● **EXERCISE BRIEF**:
Leave out all pictures while repeating the records exactly and completely.

Referring expression data:
- Opening Delimiter -

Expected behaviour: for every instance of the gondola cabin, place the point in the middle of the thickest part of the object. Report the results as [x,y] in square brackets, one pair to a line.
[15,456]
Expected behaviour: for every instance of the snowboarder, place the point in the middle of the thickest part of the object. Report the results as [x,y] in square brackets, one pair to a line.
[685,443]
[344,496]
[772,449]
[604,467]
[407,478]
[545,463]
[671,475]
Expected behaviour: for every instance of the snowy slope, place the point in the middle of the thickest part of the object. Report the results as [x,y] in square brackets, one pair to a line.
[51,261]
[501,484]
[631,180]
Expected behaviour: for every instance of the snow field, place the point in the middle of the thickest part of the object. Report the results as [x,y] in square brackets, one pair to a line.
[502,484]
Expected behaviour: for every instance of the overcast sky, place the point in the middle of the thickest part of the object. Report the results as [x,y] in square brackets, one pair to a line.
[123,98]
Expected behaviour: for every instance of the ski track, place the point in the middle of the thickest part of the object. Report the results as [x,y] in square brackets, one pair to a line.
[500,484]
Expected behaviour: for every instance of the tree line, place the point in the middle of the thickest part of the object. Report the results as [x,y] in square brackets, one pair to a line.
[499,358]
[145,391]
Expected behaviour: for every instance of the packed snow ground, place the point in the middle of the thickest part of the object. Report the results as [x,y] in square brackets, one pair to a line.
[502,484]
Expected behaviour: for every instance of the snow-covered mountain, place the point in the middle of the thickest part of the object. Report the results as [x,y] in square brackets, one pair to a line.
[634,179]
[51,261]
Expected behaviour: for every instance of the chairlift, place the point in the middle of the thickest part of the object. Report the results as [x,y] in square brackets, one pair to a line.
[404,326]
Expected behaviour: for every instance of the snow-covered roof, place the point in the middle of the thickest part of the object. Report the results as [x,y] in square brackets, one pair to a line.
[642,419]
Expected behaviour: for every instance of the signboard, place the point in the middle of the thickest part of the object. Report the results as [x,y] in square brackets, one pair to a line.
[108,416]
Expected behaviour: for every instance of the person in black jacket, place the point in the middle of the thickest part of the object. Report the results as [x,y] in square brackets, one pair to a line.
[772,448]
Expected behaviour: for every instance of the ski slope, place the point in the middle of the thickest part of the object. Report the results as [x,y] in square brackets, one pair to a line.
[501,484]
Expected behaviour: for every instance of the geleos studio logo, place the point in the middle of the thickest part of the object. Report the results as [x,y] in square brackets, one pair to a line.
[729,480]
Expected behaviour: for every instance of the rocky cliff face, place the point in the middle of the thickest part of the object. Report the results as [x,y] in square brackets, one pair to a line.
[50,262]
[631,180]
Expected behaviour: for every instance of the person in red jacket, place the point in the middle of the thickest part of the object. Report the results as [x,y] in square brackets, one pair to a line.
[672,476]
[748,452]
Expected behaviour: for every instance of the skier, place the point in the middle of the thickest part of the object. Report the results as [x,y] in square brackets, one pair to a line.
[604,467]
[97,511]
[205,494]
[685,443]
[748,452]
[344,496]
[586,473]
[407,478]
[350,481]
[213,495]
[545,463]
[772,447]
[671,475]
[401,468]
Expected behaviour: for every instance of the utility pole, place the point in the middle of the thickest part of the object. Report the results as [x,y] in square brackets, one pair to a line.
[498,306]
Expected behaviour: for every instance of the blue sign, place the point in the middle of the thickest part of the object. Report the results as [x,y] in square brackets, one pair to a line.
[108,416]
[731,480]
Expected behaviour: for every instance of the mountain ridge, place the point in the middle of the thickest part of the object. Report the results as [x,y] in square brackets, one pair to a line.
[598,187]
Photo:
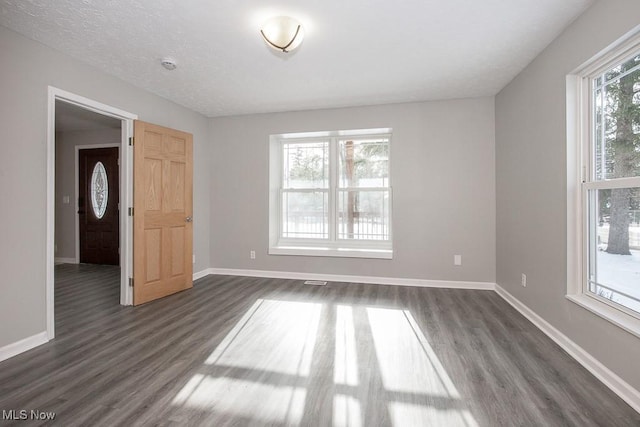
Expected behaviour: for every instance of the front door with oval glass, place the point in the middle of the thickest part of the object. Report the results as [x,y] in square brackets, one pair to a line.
[98,212]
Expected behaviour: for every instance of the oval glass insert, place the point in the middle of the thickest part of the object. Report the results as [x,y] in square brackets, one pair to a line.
[99,190]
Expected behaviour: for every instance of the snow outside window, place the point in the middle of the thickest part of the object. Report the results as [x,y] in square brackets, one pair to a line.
[331,194]
[607,116]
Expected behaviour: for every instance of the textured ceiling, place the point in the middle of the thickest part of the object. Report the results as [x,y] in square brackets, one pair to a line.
[356,52]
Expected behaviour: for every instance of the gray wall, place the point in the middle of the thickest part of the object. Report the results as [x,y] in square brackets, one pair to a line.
[66,182]
[442,169]
[531,186]
[26,69]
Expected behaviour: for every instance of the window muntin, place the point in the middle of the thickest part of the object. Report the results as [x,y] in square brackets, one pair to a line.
[333,193]
[99,190]
[612,187]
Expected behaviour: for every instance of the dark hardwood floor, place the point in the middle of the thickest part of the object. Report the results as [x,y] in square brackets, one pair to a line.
[250,351]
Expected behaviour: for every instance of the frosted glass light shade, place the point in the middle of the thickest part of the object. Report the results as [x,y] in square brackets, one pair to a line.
[282,33]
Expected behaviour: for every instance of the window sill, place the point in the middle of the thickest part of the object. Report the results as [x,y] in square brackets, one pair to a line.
[617,317]
[332,252]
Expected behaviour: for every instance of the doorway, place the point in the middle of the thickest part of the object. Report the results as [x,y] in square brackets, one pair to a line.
[120,124]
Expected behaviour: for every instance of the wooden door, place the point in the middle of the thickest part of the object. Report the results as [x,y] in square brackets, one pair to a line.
[98,213]
[163,209]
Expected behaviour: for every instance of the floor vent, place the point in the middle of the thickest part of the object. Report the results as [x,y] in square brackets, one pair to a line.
[315,282]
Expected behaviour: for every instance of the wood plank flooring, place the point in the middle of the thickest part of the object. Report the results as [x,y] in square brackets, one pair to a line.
[239,351]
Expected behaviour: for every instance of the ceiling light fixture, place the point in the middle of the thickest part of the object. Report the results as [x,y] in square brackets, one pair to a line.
[282,33]
[168,63]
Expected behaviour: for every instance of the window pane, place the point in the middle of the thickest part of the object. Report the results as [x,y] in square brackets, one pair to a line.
[306,165]
[99,190]
[614,243]
[616,121]
[364,163]
[305,215]
[363,215]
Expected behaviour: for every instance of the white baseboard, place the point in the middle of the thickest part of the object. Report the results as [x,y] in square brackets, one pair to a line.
[355,279]
[200,274]
[601,372]
[23,345]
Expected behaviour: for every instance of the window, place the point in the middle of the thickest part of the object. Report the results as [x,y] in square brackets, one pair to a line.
[99,190]
[331,194]
[608,196]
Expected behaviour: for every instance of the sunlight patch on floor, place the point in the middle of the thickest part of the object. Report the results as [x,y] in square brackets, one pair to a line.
[346,411]
[407,361]
[346,358]
[274,336]
[277,404]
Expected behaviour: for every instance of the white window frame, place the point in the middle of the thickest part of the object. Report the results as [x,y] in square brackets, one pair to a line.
[332,246]
[581,179]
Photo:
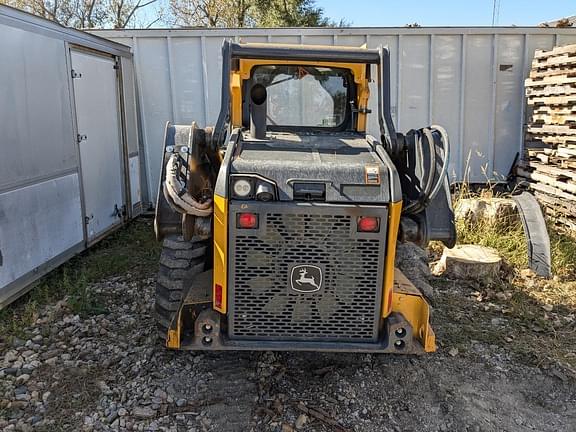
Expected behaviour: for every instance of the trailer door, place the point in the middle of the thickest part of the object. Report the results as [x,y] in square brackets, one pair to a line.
[100,141]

- Closing Delimiter -

● **WRITTEN ANSWER**:
Expected behaviour: for every instance of the gondola cabin, place the point in the middle of the thickest part of the object. Report the results as [x,y] in square brackets, one pair to a line.
[15,456]
Expected behaviour: for every instance of the snowboarder, place the point in the middle of the thickest part of the object. Report the results as [x,y] in square brackets, one pair to a line.
[685,443]
[344,496]
[772,449]
[604,467]
[407,478]
[545,463]
[671,475]
Expected behaviour: for every instance of the snowy slope, place the point in the middle of the thickest part of the object. Report the results as [x,y] in square brackets, one pair to a line.
[51,261]
[501,484]
[631,180]
Expected behaviour: for every instance of the snow field, place the point in the middle of the thickest part of the object. Report the results as [x,y] in square brackets, one pair to a line.
[502,484]
Expected behaviour: for every instance of the overcast sky, place the point in the middle of the thickest part of the object. Report the results as [x,y] in square brackets, one pair to a line.
[123,98]
Expected behaviour: for every instance of the ski track, place the point in the middle of the thickest part of the object. Report the results as [x,y] in square brackets, one pair to a line.
[500,484]
Expected behaviour: for every instance of the tree line, place the point in the middle of the thickest part of the object. Report the results as [x,y] in square brackets, one pair to a line.
[499,358]
[145,391]
Expected behaviour: for every instance of the packed snow ground, place the point in the middle of the thickest part of the object. Report the results as [x,y] in square brackets, one pair to a line.
[502,484]
Expected behaviour: for every instance of the snow-covered mountain, place the point in the middle of the thickest part of the object. Report the results as [x,y] in square brackets, one pair to a line.
[634,179]
[51,261]
Expected behaviour: for every instance of the chairlift, place the point in the middle of the thickest part of the object. Report the results as [x,y] in square brackets, one pair to a line.
[404,326]
Expected behaviour: for every instance of the snow-covered roof, place the point in the middle of the thickest part of the object. Report the results as [x,y] in square brackets, one pair to a line.
[642,419]
Expected behaviour: for every instance of the signboard, place the point in the middle of the thickest part of the object. Report the results as [x,y] in square brackets, one pair to a line.
[108,416]
Expected behaviour: for every instance of the person in black jacket, place the point in the middle of the thickest part of the object. Report the results as [x,y] in square brackets, one pair to a line.
[772,448]
Expected behaviour: for every instance of the ski slope, place the point in the middle of the thickest part of the object. Report the results as [x,y] in square brackets, one pair to a line.
[501,484]
Expected behaviour: for every instance of the geleos studio logo, place the point in the middle of the thickest part of the object. Report the results as [x,y] in square brackets, one pair to a line.
[729,480]
Expected behaviour: for every instance of the rocky cliff face, place the point in the middle of the thickest part of the object. Report the results as [x,y] in square brackets, one pair to a line.
[50,262]
[631,180]
Expected behaviour: for every instance of the person in red jacket, place the point in the middle of the thickest part of the object. Report the results as [x,y] in square brackets, one pair to a line.
[672,476]
[748,452]
Expected behaviour: for every instance of the skier, place the point in the middle of the thickest part of the object. Report the results as [x,y] in square brackets, one pair to a line.
[604,467]
[97,511]
[205,494]
[685,443]
[748,452]
[344,496]
[586,473]
[407,478]
[350,481]
[213,495]
[545,463]
[772,447]
[671,475]
[401,468]
Expected behaviour: for every instance of the utility pole, place the point in the middle of the thickest part of the object. Report the results as [x,y] in square brackets, one pair to a line.
[498,306]
Expected behaviour: for every instance of the blue sign, place the point in the middle of the thickest part of the object. Report the results as [x,y] in square brackets, one pair to a line.
[108,416]
[731,480]
Expected behaviour: for every instance of the mountain ridge, place the point in the middle of the thickest part of the object. Report the results as [x,y] in square brackets, one pair to a line.
[598,187]
Photo:
Expected behaviour: for every instance of the front door with oval glass, place the point in the middle of the thickest part of the object. Report the results as [x,y] in square brackets, one pair to a line.
[98,212]
Expected behaviour: for every instance of the oval glass insert, place the point in the middle of the thickest part of the object. Report the results as [x,y] in square brackets, one pair to a line.
[99,190]
Expected behaviour: for every instance of the snow outside window, place the point in the middle of the thickest part of the object. Report the results as [x,y] in square brackets, one pair to a line.
[331,194]
[607,116]
Expected behaviour: for every instance of the textured ceiling, place the point in the middle of the thickest part of the object. Report the results as [x,y] in square brackets, one pair to a line.
[356,52]
Expected behaviour: for every instance of the gray wall, place the point in the middle of the thickest part of the object. Report the results as [x,y] in square brackets, one pair to a line.
[66,182]
[442,169]
[531,186]
[26,69]
Expected behaviour: for every instance of the window muntin, place the point in the middle of the thickest part of the object. Report the results as [x,y] in square brackets, one pair to a line.
[333,193]
[99,190]
[612,187]
Expected behaviour: for every instance of the dark hardwood floor, place the point in the middle of the thickest part of the object. Report the results as [x,y] in square brackets, one pair to a line.
[250,351]
Expected behaviour: for every instance of the frosted glass light shade, place the point in the middle of the thickest part of the object. Report the results as [x,y] in square brackets, one pair to a line.
[282,33]
Expected behaviour: for every instance of the window sill, place the point in the middle of the thickest part of the object. Report the results as [x,y] in square brackets, one pair to a line.
[617,317]
[332,252]
Expected behaviour: for every instance of the doorway, place the point in the middle of the thickest part of the object. Report the results as [x,y] in square brackets, one pair to a line.
[120,124]
Expected behaviour: for every instance of the wooden door, place the point in the middle of the thickest part of the object. Report the results as [x,y] in square brackets, one pair to a line.
[98,213]
[163,209]
Expected behaviour: for every instance of the floor vent, place the point in the middle of the thickest part of the object. Report the results as [x,y] in square brackets, one pair to a line.
[315,282]
Expected behaviour: for every instance of the wood plank flooring, place the point in the middle of the thickest part of the object. Report the results as [x,y] in square brackets, one pair to a line.
[239,351]
Expected behaviour: for every instance of the ceiling light fixture, place the point in the middle of the thickest part of the object. Report the results as [x,y] in square brackets, one pair to a line.
[282,33]
[168,63]
Expected behaviour: for every instance of the window pane, place the point in the middle of the thickest part of the object. Report the results as [x,y] in square brackets, one pair to a line.
[306,165]
[99,190]
[614,243]
[616,121]
[364,163]
[305,215]
[363,215]
Expected behaviour: for every instance of the white baseboard, place the point in the middle of the thickest part of the object. Report the results as [x,y] in square brackets, one pair to a line.
[355,279]
[200,274]
[601,372]
[23,345]
Expected behaviour: for every instance of the window, place the point in the middle of the thickest part of the object. Report the results as [x,y] in square brackets, one pair to a line.
[99,190]
[331,194]
[608,196]
Expected behaviour: for every instance of the sunlight patch on floor, place the point in the middle of the thickest part of the object. Report the results as [x,y] in square brackets, one pair to a line.
[346,411]
[407,361]
[346,358]
[274,336]
[277,404]
Expected behaviour: for every instance of the white window frame, place the point in the middle of the thickest part of the object. Report the results as [x,y] in square brackets, one pair to a line.
[332,246]
[581,179]
Photo:
Expected behaviour: for every instance of the trailer door, place the point in the middle of the thickest part of the object. Report the results as [x,y] in square brackets, one pair to a line.
[100,141]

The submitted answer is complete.